> **DESCRIPTION OF THE TASK**
Please show each line of the material below that contains the string "goalie". Matching is case-sensitive.

# EXTRACTED RECORDS start

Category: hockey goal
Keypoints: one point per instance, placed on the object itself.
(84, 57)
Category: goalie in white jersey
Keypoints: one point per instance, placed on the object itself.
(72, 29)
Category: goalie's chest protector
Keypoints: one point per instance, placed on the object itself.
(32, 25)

# EXTRACTED RECORDS end
# EXTRACTED RECORDS start

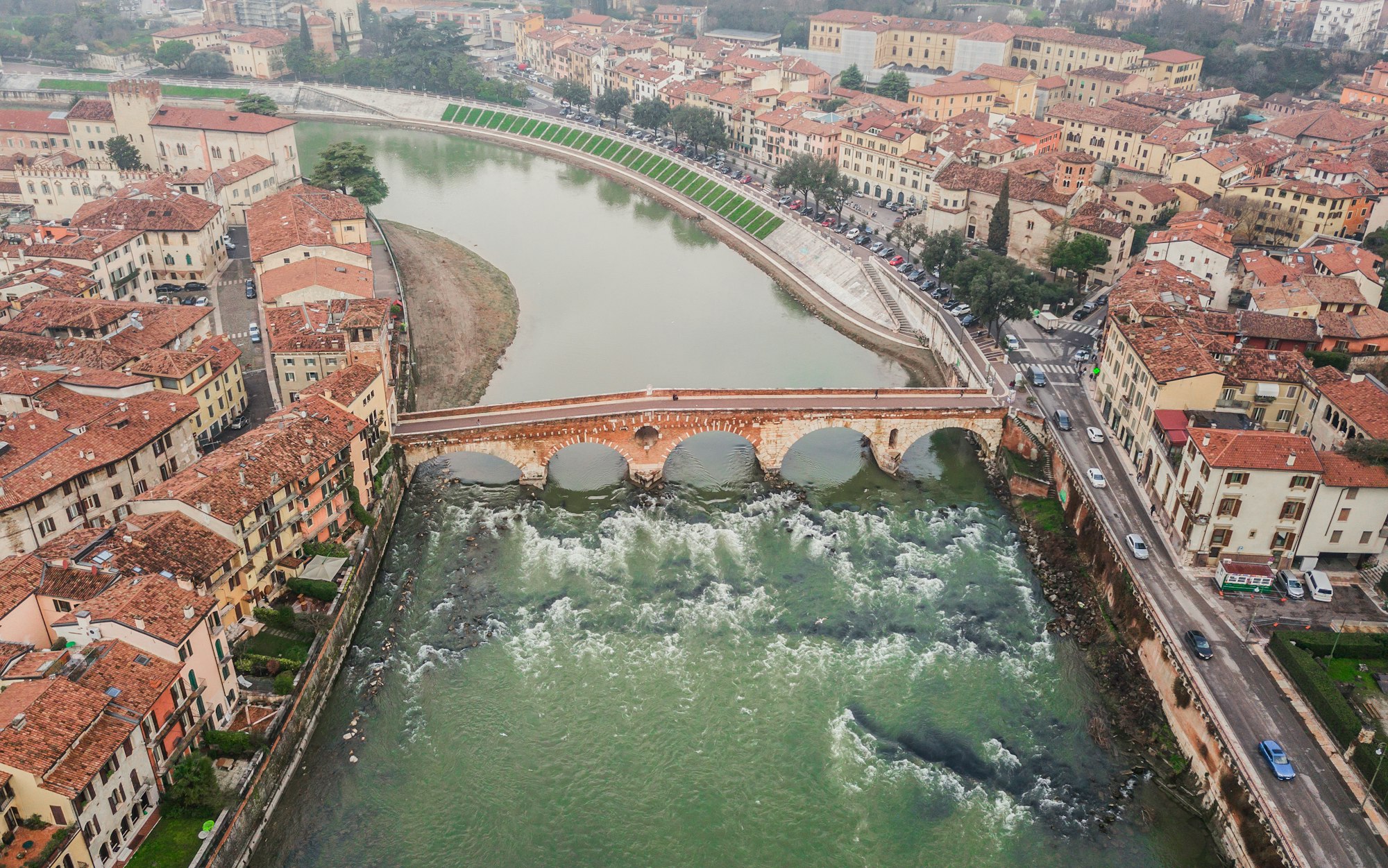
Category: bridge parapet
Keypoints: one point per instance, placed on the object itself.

# EXTRACTED RECORDS end

> **WRITTEN SOLUTION**
Category: goalie in white jersey
Category: goalie's chest protector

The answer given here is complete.